### What you need to do
Could the records be returned exactly, with the pictures left out?

BEGIN

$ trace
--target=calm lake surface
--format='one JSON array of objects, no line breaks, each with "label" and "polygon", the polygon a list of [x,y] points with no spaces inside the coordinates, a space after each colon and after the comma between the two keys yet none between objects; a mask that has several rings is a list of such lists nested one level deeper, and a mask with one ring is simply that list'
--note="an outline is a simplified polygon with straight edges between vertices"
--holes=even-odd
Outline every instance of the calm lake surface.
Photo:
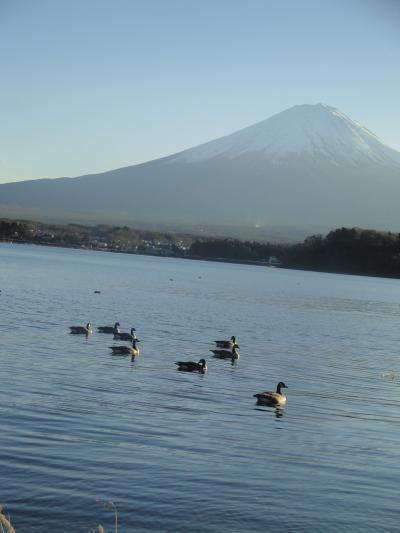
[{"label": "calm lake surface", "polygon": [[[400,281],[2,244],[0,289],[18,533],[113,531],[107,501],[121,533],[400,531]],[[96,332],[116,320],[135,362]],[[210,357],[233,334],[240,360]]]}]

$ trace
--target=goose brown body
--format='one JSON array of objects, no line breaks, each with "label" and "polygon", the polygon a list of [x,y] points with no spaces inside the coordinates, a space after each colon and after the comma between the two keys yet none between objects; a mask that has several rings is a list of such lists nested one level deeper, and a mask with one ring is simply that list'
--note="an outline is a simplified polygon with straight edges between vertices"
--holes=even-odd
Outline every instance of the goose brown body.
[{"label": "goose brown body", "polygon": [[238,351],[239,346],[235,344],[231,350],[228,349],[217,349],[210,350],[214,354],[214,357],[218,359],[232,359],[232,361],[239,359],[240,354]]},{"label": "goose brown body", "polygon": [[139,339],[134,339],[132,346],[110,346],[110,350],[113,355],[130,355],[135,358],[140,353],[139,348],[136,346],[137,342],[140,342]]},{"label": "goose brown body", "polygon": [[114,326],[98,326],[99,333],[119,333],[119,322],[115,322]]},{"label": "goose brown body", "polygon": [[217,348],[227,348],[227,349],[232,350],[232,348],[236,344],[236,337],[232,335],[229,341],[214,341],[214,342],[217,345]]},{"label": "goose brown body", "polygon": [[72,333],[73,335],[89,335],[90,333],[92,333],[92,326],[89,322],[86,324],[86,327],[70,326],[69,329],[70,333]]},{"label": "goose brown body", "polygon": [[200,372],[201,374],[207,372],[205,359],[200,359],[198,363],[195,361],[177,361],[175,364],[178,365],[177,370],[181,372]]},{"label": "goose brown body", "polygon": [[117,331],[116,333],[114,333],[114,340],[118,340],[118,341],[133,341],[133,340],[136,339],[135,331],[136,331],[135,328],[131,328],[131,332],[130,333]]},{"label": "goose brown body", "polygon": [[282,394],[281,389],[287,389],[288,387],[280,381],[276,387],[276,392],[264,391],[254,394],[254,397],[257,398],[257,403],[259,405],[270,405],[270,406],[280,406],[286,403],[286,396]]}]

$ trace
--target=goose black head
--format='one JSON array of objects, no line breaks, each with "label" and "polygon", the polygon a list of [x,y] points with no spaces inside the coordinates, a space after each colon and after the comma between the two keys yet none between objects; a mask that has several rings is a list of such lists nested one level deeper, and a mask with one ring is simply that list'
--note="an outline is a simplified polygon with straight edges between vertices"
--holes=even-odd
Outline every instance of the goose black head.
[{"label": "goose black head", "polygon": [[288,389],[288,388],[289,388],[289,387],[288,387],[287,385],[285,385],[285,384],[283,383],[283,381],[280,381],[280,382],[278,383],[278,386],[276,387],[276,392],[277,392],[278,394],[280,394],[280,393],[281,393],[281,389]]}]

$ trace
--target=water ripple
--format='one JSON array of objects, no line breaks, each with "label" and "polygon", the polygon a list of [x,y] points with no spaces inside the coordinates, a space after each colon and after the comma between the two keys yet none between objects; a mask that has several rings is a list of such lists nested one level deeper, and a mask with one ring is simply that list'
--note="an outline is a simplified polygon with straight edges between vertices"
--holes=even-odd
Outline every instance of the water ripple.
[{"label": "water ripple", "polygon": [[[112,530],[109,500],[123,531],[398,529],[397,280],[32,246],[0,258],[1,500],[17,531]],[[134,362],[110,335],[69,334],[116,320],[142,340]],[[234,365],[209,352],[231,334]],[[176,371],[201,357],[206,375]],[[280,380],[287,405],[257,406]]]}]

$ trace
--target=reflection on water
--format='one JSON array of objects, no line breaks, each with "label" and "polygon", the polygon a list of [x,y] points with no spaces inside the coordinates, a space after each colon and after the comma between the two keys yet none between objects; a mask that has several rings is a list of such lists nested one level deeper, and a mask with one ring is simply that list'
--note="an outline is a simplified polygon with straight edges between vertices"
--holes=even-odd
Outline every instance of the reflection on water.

END

### Result of the exercise
$ trace
--target=calm lake surface
--format='one JSON array of objects, no line breaks, each with "label" and "polygon", the polygon a list of [x,y] points with no spaces inside the coordinates, a space after each colon and after the comma between the two keys yet none between objects; a mask that has several rings is a list of such lists nested one level deeper, and a mask with one ring is simply that list'
--note="an outline is a simplified polygon with straight edges between vertices"
--holes=even-odd
Outline every instance of the calm lake surface.
Photo:
[{"label": "calm lake surface", "polygon": [[[400,281],[2,244],[0,289],[18,533],[113,531],[107,501],[121,533],[400,531]],[[96,332],[116,320],[135,362]],[[210,357],[233,334],[240,360]]]}]

$ trace
--target=goose brown body
--format='one JSON array of objects, no line breaks, each with "label" and "polygon", the polygon a list of [x,y] points with no spaces inside the coordinates, a space after each colon and after the comma between the two keys yet none between objects; a mask that has several rings is a list of such lists nested one level deeper, and a mask with one ring is simply that list'
--note="an outline is a simplified polygon with straight edges between vertices"
--holes=even-odd
Outline every instance of the goose brown body.
[{"label": "goose brown body", "polygon": [[238,351],[239,346],[235,344],[231,350],[228,349],[217,349],[210,350],[214,354],[214,357],[218,359],[232,359],[232,361],[239,359],[240,354]]},{"label": "goose brown body", "polygon": [[139,339],[134,339],[132,346],[110,346],[110,350],[113,355],[130,355],[135,358],[140,353],[139,348],[136,346],[137,342],[140,342]]},{"label": "goose brown body", "polygon": [[114,326],[98,326],[99,333],[119,333],[119,322],[115,322]]},{"label": "goose brown body", "polygon": [[217,348],[227,348],[227,349],[232,350],[232,348],[236,344],[236,337],[232,335],[229,341],[214,341],[214,342],[217,345]]},{"label": "goose brown body", "polygon": [[72,333],[73,335],[89,335],[90,333],[92,333],[92,326],[89,322],[86,324],[86,327],[70,326],[69,329],[70,333]]},{"label": "goose brown body", "polygon": [[200,372],[201,374],[207,372],[205,359],[200,359],[198,363],[195,361],[177,361],[175,364],[178,365],[177,370],[181,372]]},{"label": "goose brown body", "polygon": [[117,331],[116,333],[114,333],[114,340],[118,340],[118,341],[133,341],[133,340],[136,339],[135,331],[136,331],[135,328],[131,328],[131,332],[130,333]]},{"label": "goose brown body", "polygon": [[282,394],[281,389],[287,389],[288,387],[280,381],[276,387],[276,392],[264,391],[254,394],[254,397],[257,398],[257,403],[259,405],[270,405],[270,406],[280,406],[286,403],[286,396]]}]

$ trace
--target=goose black head
--format='one JSON array of objects, no line breaks, each with "label" and "polygon", the polygon a list of [x,y] points with no spaces inside the coordinates, a space after each colon and after the comma between the two keys yet none between objects; a mask that has several rings is a list of such lists nested one level deeper, and a mask with one ring is simply that list'
--note="an outline is a simplified polygon with straight edges between vertices"
--holes=even-odd
Outline every instance of the goose black head.
[{"label": "goose black head", "polygon": [[288,389],[288,388],[289,388],[289,387],[288,387],[287,385],[285,385],[285,384],[283,383],[283,381],[280,381],[280,382],[278,383],[278,386],[276,387],[276,392],[277,392],[278,394],[280,394],[280,393],[281,393],[281,389]]}]

$ trace
--target=water ripple
--format='one JSON array of objects, no line breaks, each with "label" and "polygon", the polygon a list of [x,y] points with no spaces inside the coordinates, a space after each colon and after the comma between the two keys yet none between objects; a mask that has several rings is a list of such lists nested one level deeper, and a mask with one ring is simply that list'
--note="an outline is a simplified polygon with straight edges between vertices"
--holes=even-odd
Outline every instance of the water ripple.
[{"label": "water ripple", "polygon": [[[112,530],[109,500],[123,531],[398,529],[397,280],[32,246],[0,258],[1,500],[17,531]],[[134,362],[110,335],[69,334],[116,320],[142,340]],[[234,365],[209,352],[231,334]],[[176,371],[201,357],[206,375]],[[280,380],[287,405],[257,406]]]}]

$ trace
--target=reflection on water
--format='one JSON array of objects, no line breaks, each with "label" and "polygon", the polygon a list of [x,y] points with no spaces inside the coordinates, a space after each colon and after the comma between the two keys yet none between objects; a mask that has several rings is a list of such lists nested one level deeper, and a mask with one ring is simply that list'
--note="an outline is a simplified polygon with straight edges between vertices"
--holes=even-odd
Outline every instance of the reflection on water.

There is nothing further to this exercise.